Task details:
All of the material below is to be returned exactly.

Input:
○ ○ ○ ○

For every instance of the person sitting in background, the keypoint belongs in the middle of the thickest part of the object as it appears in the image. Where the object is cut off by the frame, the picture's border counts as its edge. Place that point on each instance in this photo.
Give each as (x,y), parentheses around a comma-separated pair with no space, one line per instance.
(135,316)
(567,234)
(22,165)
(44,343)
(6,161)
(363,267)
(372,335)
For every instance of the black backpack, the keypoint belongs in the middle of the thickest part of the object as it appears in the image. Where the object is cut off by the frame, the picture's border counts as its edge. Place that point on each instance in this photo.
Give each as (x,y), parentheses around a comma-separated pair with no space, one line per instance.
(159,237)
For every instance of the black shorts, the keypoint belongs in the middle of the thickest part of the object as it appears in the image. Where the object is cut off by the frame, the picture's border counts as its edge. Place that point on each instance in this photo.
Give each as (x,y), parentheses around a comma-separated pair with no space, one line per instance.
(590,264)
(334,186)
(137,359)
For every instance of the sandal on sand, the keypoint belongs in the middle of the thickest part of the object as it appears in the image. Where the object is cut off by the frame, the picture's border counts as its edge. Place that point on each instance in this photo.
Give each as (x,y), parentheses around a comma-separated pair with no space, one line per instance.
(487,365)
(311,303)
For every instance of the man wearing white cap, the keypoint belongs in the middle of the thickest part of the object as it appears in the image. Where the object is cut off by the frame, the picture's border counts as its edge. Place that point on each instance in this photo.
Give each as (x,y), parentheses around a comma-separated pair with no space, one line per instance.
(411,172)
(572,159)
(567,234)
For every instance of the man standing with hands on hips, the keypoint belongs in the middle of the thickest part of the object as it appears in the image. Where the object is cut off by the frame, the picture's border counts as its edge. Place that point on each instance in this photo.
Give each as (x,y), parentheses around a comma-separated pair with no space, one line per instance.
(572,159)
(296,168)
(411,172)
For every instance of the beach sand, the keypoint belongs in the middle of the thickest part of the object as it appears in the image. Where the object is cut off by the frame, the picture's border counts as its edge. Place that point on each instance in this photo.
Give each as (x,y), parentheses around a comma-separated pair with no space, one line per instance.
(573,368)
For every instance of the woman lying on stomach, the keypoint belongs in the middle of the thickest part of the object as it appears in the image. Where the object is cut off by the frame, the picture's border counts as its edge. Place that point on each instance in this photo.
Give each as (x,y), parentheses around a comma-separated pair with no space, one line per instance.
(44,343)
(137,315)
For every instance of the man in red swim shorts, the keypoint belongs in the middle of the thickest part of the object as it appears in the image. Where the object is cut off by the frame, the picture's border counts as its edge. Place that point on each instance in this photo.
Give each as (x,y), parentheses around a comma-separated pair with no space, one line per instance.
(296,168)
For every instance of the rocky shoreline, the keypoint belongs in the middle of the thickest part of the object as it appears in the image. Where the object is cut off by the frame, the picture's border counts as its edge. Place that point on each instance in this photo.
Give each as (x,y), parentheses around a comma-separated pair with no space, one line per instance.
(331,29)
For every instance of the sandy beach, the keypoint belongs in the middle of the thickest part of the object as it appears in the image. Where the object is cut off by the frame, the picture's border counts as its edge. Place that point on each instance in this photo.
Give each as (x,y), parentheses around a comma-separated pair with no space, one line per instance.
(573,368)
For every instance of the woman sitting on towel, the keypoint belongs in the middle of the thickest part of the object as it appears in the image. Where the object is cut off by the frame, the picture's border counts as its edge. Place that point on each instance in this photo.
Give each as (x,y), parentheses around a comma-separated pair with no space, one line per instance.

○ ○ ○ ○

Answer in full:
For every instance of the person sitting in background, the keypoint belongs in the middle of the thickest part of the object as it appears in the image. Where the object is cut off by the frame, the picture's border counts as its edge. Place that point on each instance in this photo.
Give each as (x,y), parentheses around a comma-separated pair with no space, one line per instance.
(135,316)
(567,234)
(22,165)
(44,343)
(6,161)
(363,267)
(372,335)
For every instance of the black backpack, the keypoint belongs in the middle of the thickest part of the object as it appears in the image. Where the object is cut off by the frame, the picture's border counts as its edge. Place that point on each instance in this photo.
Give each as (x,y), parentheses around a comma-separated pair with no space, one line per instance.
(159,237)
For every instance of the black shorts, the keypoint belongs in the middle of the thickest part of the object as it appears in the image. Where the object is cut off by the frame, the picture's border counts as its edge. Place that point on each instance in this photo.
Give each as (x,y), parentheses around a comma-separated pair with no space, one line per instance.
(590,264)
(334,186)
(137,359)
For every instance of the sandal on sand, the keypoint belongs in the middle of the thickest part of the object as it appears in the image. Where the object is cut off by the frame, the picture's border counts as its edge. Place that point on each instance in this photo.
Give each as (x,y), parentheses around a comma-separated pair with no space, one line per instance.
(487,365)
(311,303)
For every instance of the man wearing white cap, the keypoint belongs in the middle of the thickest part of the object as it appears in the image. Where the object is cut off by the frame, the picture's border counts as its edge. Place that point on each instance in this photo.
Give each as (x,y), parentheses around a comma-separated pair with no space, one line per instance.
(411,172)
(572,159)
(567,234)
For every instance of the man standing with hands on hips, the keypoint belongs in the middle of the thickest part of the object as it appears in the image. Where the object is cut off by the frame, the picture's border counts as its edge. Place that point on each instance in this photo.
Give each as (x,y), parentheses around a comma-separated pair with no space, one line per instance.
(572,159)
(296,168)
(411,172)
For every instance of the beach sand, the keypoint belongs in the middle of the thickest part of the object as it appears in the image. Where the object is cut off by the frame, the picture's border counts as its edge. Place that point on each instance in this photo.
Give each as (x,y), parentheses around a comma-separated pair with no space, one line per instance.
(573,368)
For every instance of the woman lying on stomach, the keypoint belongs in the middle of the thickest part of the object as it appears in the image. Where the object is cut off by the frame, the picture's border counts as its edge. Place that point on each instance in this photo.
Give each as (x,y), parentheses around a comma-separated pair with no space, one line per instance.
(44,343)
(137,315)
For every instance of the man in red swim shorts, the keypoint belongs in the middle of the thickest part of the object as it appears in the image. Where the object is cut off by the frame, the picture's border counts as its edge. Place that point on each instance in this photo.
Give each as (x,y), parentheses around a comma-separated pair with no space, one line per instance.
(296,168)
For every instance of the rocky shoreline, the keypoint belongs in the middle of the thickest part of the object as it appears in the image. Where the object is cut off by the frame, the picture's border counts as its edge. Place that point on each instance in this photo.
Give each as (x,y), parentheses around a comma-separated pair with no space, one line per instance.
(331,29)
For every instance of the sandy beach, the keypoint belongs in the middle of the thickest part of the object as it appears in the image. Where the object is cut off by the frame, the picture's border counts as its edge. Place that point on each instance in this photo.
Give each as (x,y), parentheses around a comma-separated pair with no space, one line per instance.
(573,368)
For every instance of the woman sitting on towel, the keypoint belongs in the middle of the thickest part of the object as it appears in the image. Where the object is cut off by the frame, the picture's border counts as its edge. Place that point on each instance in this photo.
Give each as (x,y), parentheses around a comma-separated pair with no space, one line per instance.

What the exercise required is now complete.